• [Tasks to carry out]
(A) Name every organization that the article on weight management programmes mentions.
(B) Reproduce the part of the article on weight management programmes that begins with the words "It says that" and stops after "nurse Julie Clatworthy.".

Practice nurses should scrutinise weight management courses

Referral to intervention programmes highlighted in NICE consultation on obesity strategies

Practice nurses should look at the success of weight management programmes in their regions before referring patients to them, the National Institute for Health and Care Excellence (NICE) has said.

NICE has released a draft quality standard on strategies to prevent obesity in adults and for weight management interventions, and is seeking the views of nurses and other professionals in a consultation running until September 15.

It says that professionals such as practice nurses should ensure they provide information about local lifestyle weight management programmes to adults identified as overweight or obese. They should also refer to and promote programmes 'that include agreeing a plan to prevent weight gain on completion'.

NICE also suggests professionals such as practice nurses should put local weight management programmes under the microscope, by examining data on attendance, outcomes and the views of participants and staff, before referring patients.

Independent nurse consultant Jane DeVille Almond, chair of the British Obesity Society, was an adviser on the draft quality standard, along with Gloucester Clinical Commissioning Group governing body nurse Julie Clatworthy.

The consultation states: ‘Being overweight or obese can lead to chronic and severe medical conditions. The National Obesity Observatory report, Obesity and Life Expectancy, estimated life expectancy is reduced by an average of two to four years for people with a BMI of 30-35, and eight to ten years for those with a BMI of 40-50.’

The NICE guidance ties in with the government’s Five-Year Forward View, which has a focus on reducing the burden of avoidable illness.

• [Record excerpts]
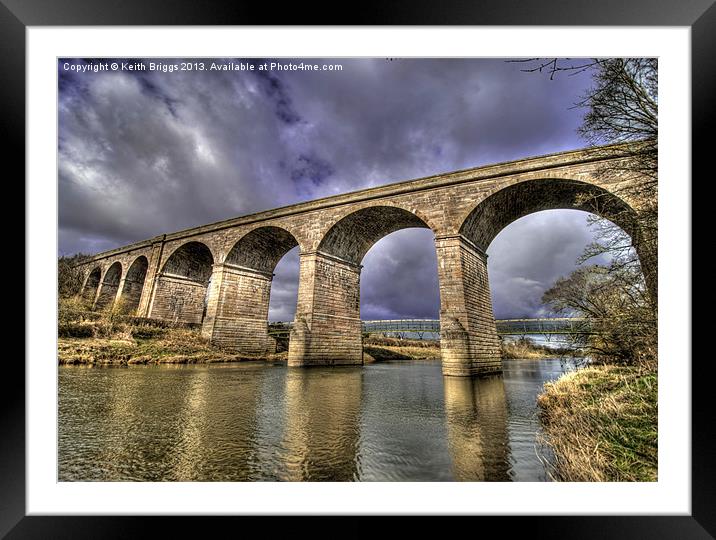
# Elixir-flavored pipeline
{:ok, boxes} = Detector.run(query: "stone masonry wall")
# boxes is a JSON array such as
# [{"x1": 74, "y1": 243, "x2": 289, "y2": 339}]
[
  {"x1": 74, "y1": 145, "x2": 656, "y2": 375},
  {"x1": 149, "y1": 276, "x2": 206, "y2": 323},
  {"x1": 202, "y1": 264, "x2": 275, "y2": 355},
  {"x1": 288, "y1": 253, "x2": 363, "y2": 366}
]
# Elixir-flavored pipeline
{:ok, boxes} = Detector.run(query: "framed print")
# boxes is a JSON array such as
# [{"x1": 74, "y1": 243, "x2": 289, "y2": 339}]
[{"x1": 7, "y1": 0, "x2": 716, "y2": 538}]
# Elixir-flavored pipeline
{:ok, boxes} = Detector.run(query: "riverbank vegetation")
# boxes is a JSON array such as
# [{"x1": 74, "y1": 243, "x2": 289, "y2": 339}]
[
  {"x1": 524, "y1": 58, "x2": 658, "y2": 481},
  {"x1": 57, "y1": 297, "x2": 286, "y2": 365},
  {"x1": 502, "y1": 336, "x2": 582, "y2": 360},
  {"x1": 537, "y1": 364, "x2": 658, "y2": 482}
]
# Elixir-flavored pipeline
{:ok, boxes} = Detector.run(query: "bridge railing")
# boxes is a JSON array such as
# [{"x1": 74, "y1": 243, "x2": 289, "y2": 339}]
[{"x1": 269, "y1": 317, "x2": 592, "y2": 336}]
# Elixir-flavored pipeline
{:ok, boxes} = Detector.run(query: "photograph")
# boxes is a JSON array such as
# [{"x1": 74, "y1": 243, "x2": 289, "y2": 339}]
[{"x1": 53, "y1": 55, "x2": 663, "y2": 484}]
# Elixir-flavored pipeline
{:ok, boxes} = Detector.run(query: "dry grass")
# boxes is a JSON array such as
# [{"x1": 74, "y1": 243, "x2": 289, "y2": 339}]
[
  {"x1": 57, "y1": 299, "x2": 286, "y2": 365},
  {"x1": 538, "y1": 365, "x2": 658, "y2": 482}
]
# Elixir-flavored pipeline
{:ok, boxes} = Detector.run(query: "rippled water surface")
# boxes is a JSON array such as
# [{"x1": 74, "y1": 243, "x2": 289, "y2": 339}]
[{"x1": 58, "y1": 360, "x2": 567, "y2": 481}]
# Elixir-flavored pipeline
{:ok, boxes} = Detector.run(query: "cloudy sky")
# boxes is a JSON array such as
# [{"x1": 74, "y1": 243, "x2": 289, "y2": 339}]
[{"x1": 58, "y1": 58, "x2": 603, "y2": 320}]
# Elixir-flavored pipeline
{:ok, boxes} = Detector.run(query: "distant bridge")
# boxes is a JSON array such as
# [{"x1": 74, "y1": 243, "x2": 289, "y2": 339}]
[{"x1": 268, "y1": 317, "x2": 592, "y2": 337}]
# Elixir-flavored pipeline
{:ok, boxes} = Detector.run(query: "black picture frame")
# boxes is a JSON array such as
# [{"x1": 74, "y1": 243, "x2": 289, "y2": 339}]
[{"x1": 5, "y1": 0, "x2": 716, "y2": 539}]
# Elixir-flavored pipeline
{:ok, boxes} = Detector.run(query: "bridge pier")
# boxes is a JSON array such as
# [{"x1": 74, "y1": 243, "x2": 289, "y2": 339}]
[
  {"x1": 435, "y1": 235, "x2": 502, "y2": 377},
  {"x1": 288, "y1": 252, "x2": 363, "y2": 366},
  {"x1": 149, "y1": 274, "x2": 207, "y2": 324},
  {"x1": 201, "y1": 263, "x2": 275, "y2": 355}
]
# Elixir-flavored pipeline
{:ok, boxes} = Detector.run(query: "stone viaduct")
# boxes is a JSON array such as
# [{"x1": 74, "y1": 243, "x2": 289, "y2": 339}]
[{"x1": 75, "y1": 143, "x2": 656, "y2": 376}]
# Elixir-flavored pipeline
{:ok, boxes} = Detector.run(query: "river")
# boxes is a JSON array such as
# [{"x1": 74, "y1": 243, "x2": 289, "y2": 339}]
[{"x1": 58, "y1": 359, "x2": 571, "y2": 481}]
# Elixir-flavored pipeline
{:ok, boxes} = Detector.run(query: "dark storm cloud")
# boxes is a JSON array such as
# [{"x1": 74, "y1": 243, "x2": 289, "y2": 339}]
[{"x1": 58, "y1": 59, "x2": 608, "y2": 318}]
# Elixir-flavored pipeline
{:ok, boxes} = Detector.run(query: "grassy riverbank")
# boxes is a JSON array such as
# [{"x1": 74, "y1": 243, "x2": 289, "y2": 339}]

• [Numbered answers]
(A)
- National Institute for Health and Care Excellence (NICE)
- British Obesity Society
- Gloucester Clinical Commissioning Group
- National Obesity Observatory

(B)
It says that professionals such as practice nurses should ensure they provide information about local lifestyle weight management programmes to adults identified as overweight or obese. They should also refer to and promote programmes 'that include agreeing a plan to prevent weight gain on completion'.

NICE also suggests professionals such as practice nurses should put local weight management programmes under the microscope, by examining data on attendance, outcomes and the views of participants and staff, before referring patients.

Independent nurse consultant Jane DeVille Almond, chair of the British Obesity Society, was an adviser on the draft quality standard, along with Gloucester Clinical Commissioning Group governing body nurse Julie Clatworthy.